GIVEN RECORDS
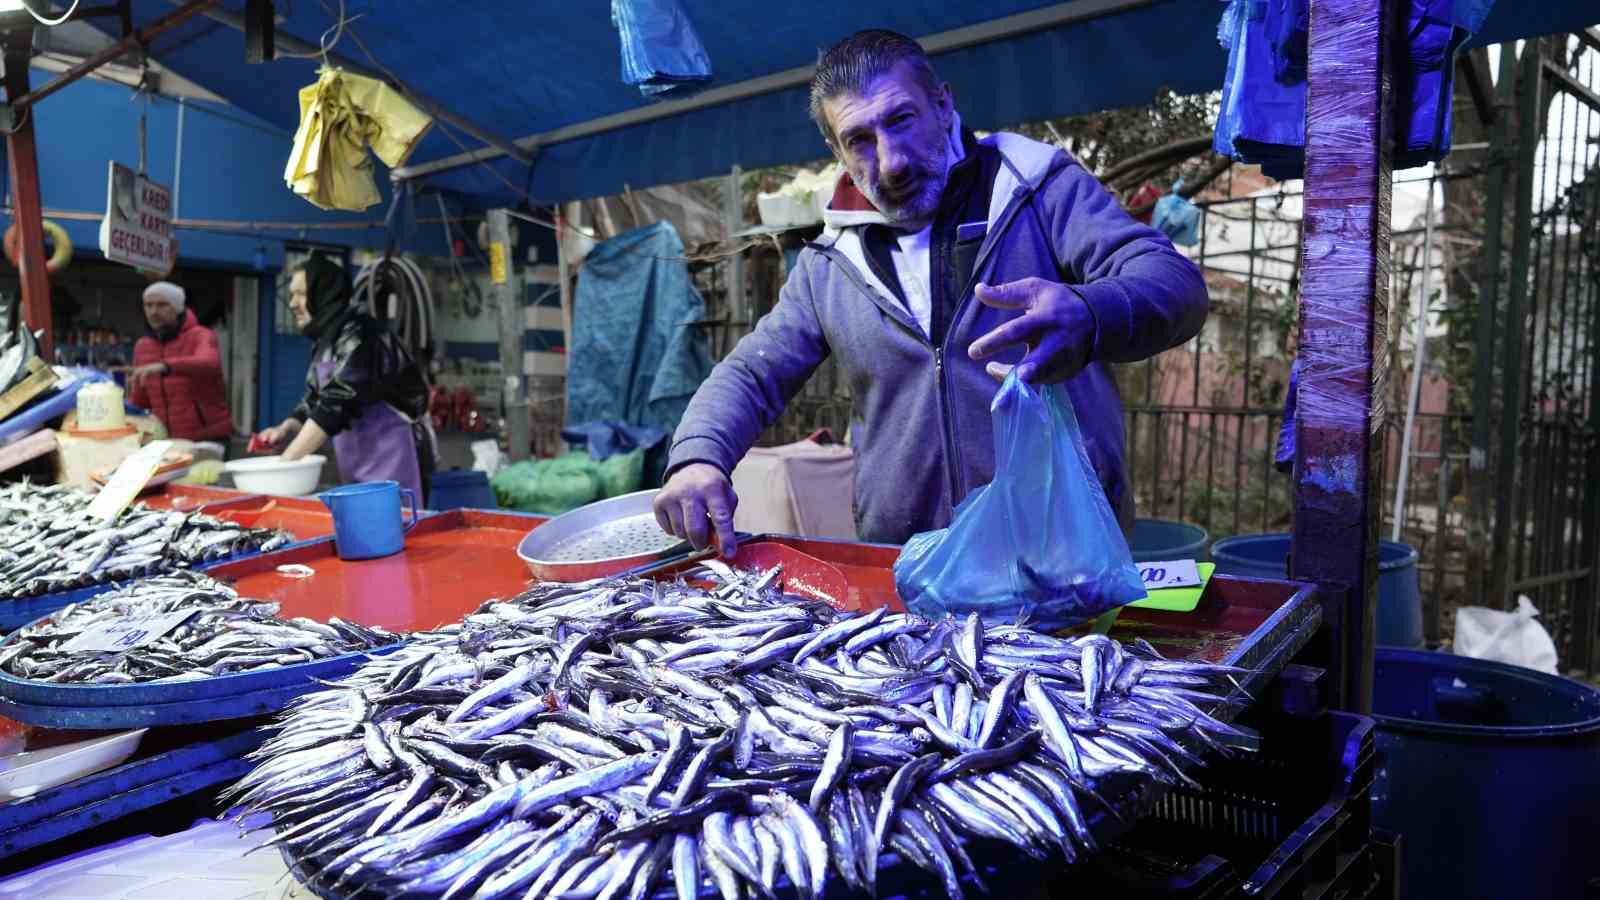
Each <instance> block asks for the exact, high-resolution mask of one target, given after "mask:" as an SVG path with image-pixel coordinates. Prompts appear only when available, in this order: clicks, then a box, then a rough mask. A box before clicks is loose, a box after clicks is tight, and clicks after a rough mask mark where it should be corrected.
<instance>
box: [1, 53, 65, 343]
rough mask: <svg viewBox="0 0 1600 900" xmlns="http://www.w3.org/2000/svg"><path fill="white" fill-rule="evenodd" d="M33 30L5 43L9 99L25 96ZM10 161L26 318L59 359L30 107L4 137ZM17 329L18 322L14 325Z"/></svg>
mask: <svg viewBox="0 0 1600 900" xmlns="http://www.w3.org/2000/svg"><path fill="white" fill-rule="evenodd" d="M32 42H34V37H32V32H29V30H22V32H14V34H11V35H10V37H8V40H6V43H5V56H3V64H5V91H6V98H21V96H27V56H29V46H30V45H32ZM5 143H6V160H8V165H10V170H11V216H13V226H14V227H16V229H18V232H19V234H18V237H19V240H18V258H16V266H18V271H19V272H21V279H22V320H24V322H27V327H29V328H32V330H35V331H37V330H43V335H42V336H40V340H38V352H40V356H43V359H45V362H51V360H54V359H56V335H54V331H56V330H54V323H53V322H51V320H50V272H48V271H46V269H45V203H43V199H42V197H40V192H38V152H37V147H35V144H34V115H32V110H30V109H22V110H21V112H19V114H16V122H14V123H13V125H11V130H10V131H8V133H6V138H5ZM11 325H13V327H16V322H13V323H11Z"/></svg>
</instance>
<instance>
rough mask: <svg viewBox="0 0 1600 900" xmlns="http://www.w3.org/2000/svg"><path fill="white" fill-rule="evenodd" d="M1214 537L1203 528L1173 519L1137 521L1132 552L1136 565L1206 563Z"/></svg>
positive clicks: (1131, 538) (1133, 524) (1133, 535)
mask: <svg viewBox="0 0 1600 900" xmlns="http://www.w3.org/2000/svg"><path fill="white" fill-rule="evenodd" d="M1210 543H1211V535H1208V533H1205V528H1202V527H1200V525H1190V524H1189V522H1174V520H1171V519H1134V522H1133V536H1131V538H1128V549H1131V551H1133V560H1134V562H1165V560H1168V559H1194V560H1198V562H1205V560H1206V554H1205V548H1206V544H1210Z"/></svg>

WORK INSTRUCTIONS
Give these lines again with every "rough mask" swapped for "coarse mask", changing nothing else. Leave the pictures out.

REPLY TO THE EXERCISE
Each <instance> block asks for the exact, high-resolution mask of one target, given after "mask:" as an SVG path with image-pixel coordinates. Prompts appear only when available, in this order: clicks, then a box, then a coarse mask. A box before clicks is loose, a box after clicks is tight, and clicks after a coarse mask mark where it should be corrected.
<instance>
box: [1, 53, 65, 343]
coarse mask: <svg viewBox="0 0 1600 900" xmlns="http://www.w3.org/2000/svg"><path fill="white" fill-rule="evenodd" d="M33 30L5 43L9 99L25 96ZM10 161L26 318L59 359L30 107L4 137ZM17 329L18 322L14 325Z"/></svg>
mask: <svg viewBox="0 0 1600 900" xmlns="http://www.w3.org/2000/svg"><path fill="white" fill-rule="evenodd" d="M32 42H34V37H32V32H29V30H22V32H14V34H11V35H10V37H8V40H6V43H5V56H3V64H5V91H6V98H21V96H27V56H29V46H30V45H32ZM5 143H6V160H8V165H10V170H11V216H13V226H14V227H16V229H18V232H19V234H18V237H19V240H18V258H16V266H18V271H19V272H21V279H22V320H24V322H27V327H29V328H32V330H35V331H37V330H43V335H42V336H40V340H38V352H40V356H43V359H45V362H51V360H54V359H56V335H54V331H56V330H54V323H53V322H51V320H50V272H48V271H46V269H45V203H43V199H42V197H40V192H38V152H37V147H35V144H34V115H32V110H30V109H22V110H21V112H19V114H16V122H14V123H13V125H11V130H10V131H8V133H6V138H5ZM11 325H13V327H16V322H13V323H11Z"/></svg>
</instance>
<instance>
coarse mask: <svg viewBox="0 0 1600 900" xmlns="http://www.w3.org/2000/svg"><path fill="white" fill-rule="evenodd" d="M1214 537L1203 528L1173 519L1137 521L1132 552L1136 565L1206 563Z"/></svg>
positive clicks: (1131, 538) (1133, 524) (1133, 535)
mask: <svg viewBox="0 0 1600 900" xmlns="http://www.w3.org/2000/svg"><path fill="white" fill-rule="evenodd" d="M1210 543H1211V535H1208V533H1205V528H1202V527H1200V525H1190V524H1189V522H1174V520H1171V519H1134V522H1133V536H1131V538H1128V549H1131V551H1133V560H1134V562H1165V560H1168V559H1194V560H1198V562H1205V560H1206V554H1205V548H1206V544H1210Z"/></svg>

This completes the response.